■ The request ■
Render every line of the records below as a JSON list of strings, one string per line, skipping any blank lines.

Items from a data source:
──────────
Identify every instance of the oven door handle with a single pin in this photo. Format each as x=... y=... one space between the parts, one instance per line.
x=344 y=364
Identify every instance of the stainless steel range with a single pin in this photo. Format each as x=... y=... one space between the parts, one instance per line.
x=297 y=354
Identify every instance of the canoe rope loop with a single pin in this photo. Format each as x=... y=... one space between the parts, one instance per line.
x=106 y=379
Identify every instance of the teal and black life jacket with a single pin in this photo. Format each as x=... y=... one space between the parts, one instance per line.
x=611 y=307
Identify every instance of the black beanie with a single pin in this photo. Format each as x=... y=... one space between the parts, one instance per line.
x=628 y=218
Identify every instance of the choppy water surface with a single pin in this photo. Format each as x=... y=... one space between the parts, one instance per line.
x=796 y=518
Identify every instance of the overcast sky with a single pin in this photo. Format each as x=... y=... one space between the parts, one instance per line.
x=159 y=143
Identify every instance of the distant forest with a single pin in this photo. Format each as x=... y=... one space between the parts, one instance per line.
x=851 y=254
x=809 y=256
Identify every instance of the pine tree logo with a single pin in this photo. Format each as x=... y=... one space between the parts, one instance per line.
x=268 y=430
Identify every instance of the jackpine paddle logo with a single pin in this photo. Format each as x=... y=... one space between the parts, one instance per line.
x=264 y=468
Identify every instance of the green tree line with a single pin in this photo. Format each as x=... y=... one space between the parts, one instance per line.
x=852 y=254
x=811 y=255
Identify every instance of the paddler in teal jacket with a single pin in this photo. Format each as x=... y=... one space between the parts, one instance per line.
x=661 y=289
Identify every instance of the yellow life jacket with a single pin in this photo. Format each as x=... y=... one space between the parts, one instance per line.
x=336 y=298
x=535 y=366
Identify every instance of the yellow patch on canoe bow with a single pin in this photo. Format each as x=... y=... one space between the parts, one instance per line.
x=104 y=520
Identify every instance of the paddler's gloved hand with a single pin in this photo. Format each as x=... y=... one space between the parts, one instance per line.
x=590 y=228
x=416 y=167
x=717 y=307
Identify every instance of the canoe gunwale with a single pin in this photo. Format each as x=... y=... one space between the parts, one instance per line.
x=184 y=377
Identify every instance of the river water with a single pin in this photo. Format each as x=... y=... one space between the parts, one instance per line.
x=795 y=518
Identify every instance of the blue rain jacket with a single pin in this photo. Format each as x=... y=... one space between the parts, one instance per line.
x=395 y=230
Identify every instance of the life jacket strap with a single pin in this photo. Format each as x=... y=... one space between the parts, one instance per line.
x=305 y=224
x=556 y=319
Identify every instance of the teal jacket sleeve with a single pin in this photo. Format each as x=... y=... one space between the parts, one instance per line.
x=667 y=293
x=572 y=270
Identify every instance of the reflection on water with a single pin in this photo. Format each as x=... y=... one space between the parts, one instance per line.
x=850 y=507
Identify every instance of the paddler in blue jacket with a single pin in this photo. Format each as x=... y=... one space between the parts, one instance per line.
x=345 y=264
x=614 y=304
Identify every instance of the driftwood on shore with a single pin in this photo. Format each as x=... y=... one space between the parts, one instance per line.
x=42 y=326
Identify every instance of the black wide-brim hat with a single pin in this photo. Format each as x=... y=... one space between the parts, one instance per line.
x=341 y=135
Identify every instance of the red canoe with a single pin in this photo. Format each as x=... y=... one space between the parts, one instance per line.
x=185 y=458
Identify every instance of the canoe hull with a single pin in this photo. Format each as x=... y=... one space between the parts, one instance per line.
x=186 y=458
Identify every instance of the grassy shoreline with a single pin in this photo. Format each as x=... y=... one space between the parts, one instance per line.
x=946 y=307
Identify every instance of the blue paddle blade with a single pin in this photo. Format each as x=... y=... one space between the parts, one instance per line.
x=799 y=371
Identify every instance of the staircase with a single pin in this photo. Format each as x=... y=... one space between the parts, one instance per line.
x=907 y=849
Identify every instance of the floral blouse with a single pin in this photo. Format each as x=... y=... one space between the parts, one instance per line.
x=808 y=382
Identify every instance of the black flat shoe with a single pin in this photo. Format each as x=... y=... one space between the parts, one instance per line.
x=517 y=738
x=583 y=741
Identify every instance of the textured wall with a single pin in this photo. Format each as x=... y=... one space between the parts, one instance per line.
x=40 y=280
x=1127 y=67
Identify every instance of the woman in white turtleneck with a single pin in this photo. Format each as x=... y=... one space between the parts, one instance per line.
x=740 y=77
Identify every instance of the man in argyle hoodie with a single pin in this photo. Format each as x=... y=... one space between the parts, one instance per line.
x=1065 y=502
──────────
■ Output ■
[
  "Identify every instance of the oven door handle with a single pin in this photo. Format each as x=... y=... one space between the parts, one instance per line.",
  "x=344 y=364",
  "Identify every instance of the stainless steel range with a single pin in this photo. Format each as x=... y=... one space between the parts, one instance per line.",
  "x=297 y=354",
  "Identify every instance of the canoe rope loop with a single pin in this photo. Format each as x=... y=... one space between the parts, one instance per line.",
  "x=106 y=379",
  "Identify every instance of the teal and black life jacket with a single pin in this photo. Format each as x=... y=... one space between the parts, one instance per line.",
  "x=611 y=307",
  "Identify every instance of the black beanie with a single pin in this photo. Format each as x=... y=... one space between the parts, one instance per line.",
  "x=628 y=218",
  "Identify every instance of the choppy water surface with a single pin in this photo. Format each as x=... y=... one space between the parts, one instance per line.",
  "x=796 y=518",
  "Identify every instance of the overcast sky with a single pin in this photo. Format each as x=... y=... one space between the parts, one instance per line.",
  "x=159 y=143",
  "Identify every instance of the distant forest with a single pin in this photo. Format each as x=... y=... one space between the parts, one instance per line.",
  "x=851 y=254",
  "x=809 y=256",
  "Identify every instance of the pine tree logo with a single pin in this photo. Format each as x=... y=... one space between the parts, one instance per line.",
  "x=268 y=430",
  "Identify every instance of the jackpine paddle logo with a single pin in this photo. Format each as x=... y=... one space between the parts, one instance per line.",
  "x=264 y=468",
  "Identify every instance of the green tree line with a single pin in this photo. Format each as x=... y=... one space between the parts, one instance per line.",
  "x=852 y=254",
  "x=811 y=255",
  "Identify every instance of the paddler in teal jacket with a single pin in this photo. Format each as x=... y=... one space between the parts, one instance per line.",
  "x=661 y=289",
  "Identify every instance of the yellow life jacket with a single pin in this photo. Format each as x=... y=... one space between the parts, one instance per line.",
  "x=336 y=298",
  "x=535 y=366",
  "Identify every instance of the yellow patch on canoe bow with a single pin in this photo. Format each as x=... y=... one space between the parts, one instance per line.",
  "x=104 y=520",
  "Identify every instance of the paddler's gloved hand with a single pin in this photo. Format each as x=... y=... one space between the parts, one instance per line.",
  "x=590 y=228",
  "x=416 y=167",
  "x=717 y=307",
  "Identify every instance of the canoe gunwale with a single pin in this photo. Format each as x=... y=... one space between the parts, one instance per line.",
  "x=184 y=377",
  "Identify every instance of the river water with a single pin in this photo. Format each as x=... y=... one space between the parts, one instance per line.",
  "x=795 y=518",
  "Identify every instance of the blue rain jacket with a single pin in this photo. Format each as x=... y=... one space between the parts, one instance per line.",
  "x=395 y=230",
  "Identify every instance of the life jacket strap with a single pin in this photo. Format each as x=... y=... one space between the parts, one instance per line.",
  "x=305 y=224",
  "x=556 y=319",
  "Identify every instance of the teal jacket sleeve with a single pin in this photo. Format each as x=... y=... one space between the parts, one instance per line.",
  "x=667 y=293",
  "x=572 y=270",
  "Identify every instance of the reflection on water with a single pin in this photo. Format each as x=... y=... one space between the parts, one instance per line.",
  "x=850 y=507",
  "Identify every instance of the paddler in blue jacket with a single pin in this photo. Format each as x=... y=... one space between the parts, one instance per line.",
  "x=345 y=264",
  "x=614 y=304",
  "Identify every instance of the driftwood on shore with a single pin in this photo. Format each as x=... y=... one space between the parts, one instance per line.",
  "x=42 y=326",
  "Identify every instance of the black wide-brim hat with a single pin in this photo. Format each as x=... y=... one space between the parts, one instance per line.",
  "x=341 y=135",
  "Identify every instance of the red canoe with a single pin in this photo. Format each as x=... y=... one space between the parts, one instance per line.",
  "x=185 y=458",
  "Identify every instance of the canoe hull with a single pin in this photo. Format each as x=... y=... one space between the parts, one instance per line.",
  "x=186 y=458",
  "Identify every instance of the grassy shoreline with a single pin in this photo. Format each as x=... y=... one space between the parts, one instance per line.",
  "x=946 y=307",
  "Identify every instance of the blue paddle blade with a single pin in this photo. Format each as x=... y=... one space between the parts, one instance per line.",
  "x=799 y=371",
  "Identify every instance of the staircase with a single pin in this photo. Format each as x=... y=... one space between the parts, one instance per line.",
  "x=907 y=849",
  "Identify every instance of the floral blouse with a single pin in this photo. Format each as x=... y=... one space between the parts, one instance per line.",
  "x=808 y=382",
  "Identify every instance of the black flat shoe with a single pin in this photo. Format each as x=... y=... one space between the parts, one instance per line.",
  "x=517 y=738",
  "x=583 y=741",
  "Identify every instance of the textured wall with a single pin in this photo. Format each as x=... y=... one space between the parts, one instance per line.",
  "x=40 y=280",
  "x=1127 y=67",
  "Identify every instance of the woman in white turtleneck with a single pin in this photo. Format each as x=... y=... one space between the parts, one instance per line.",
  "x=740 y=77",
  "Identify every instance of the man in argyle hoodie with a single pin in this photo. Format each as x=... y=... one space between the parts, one instance per line.",
  "x=1065 y=502"
]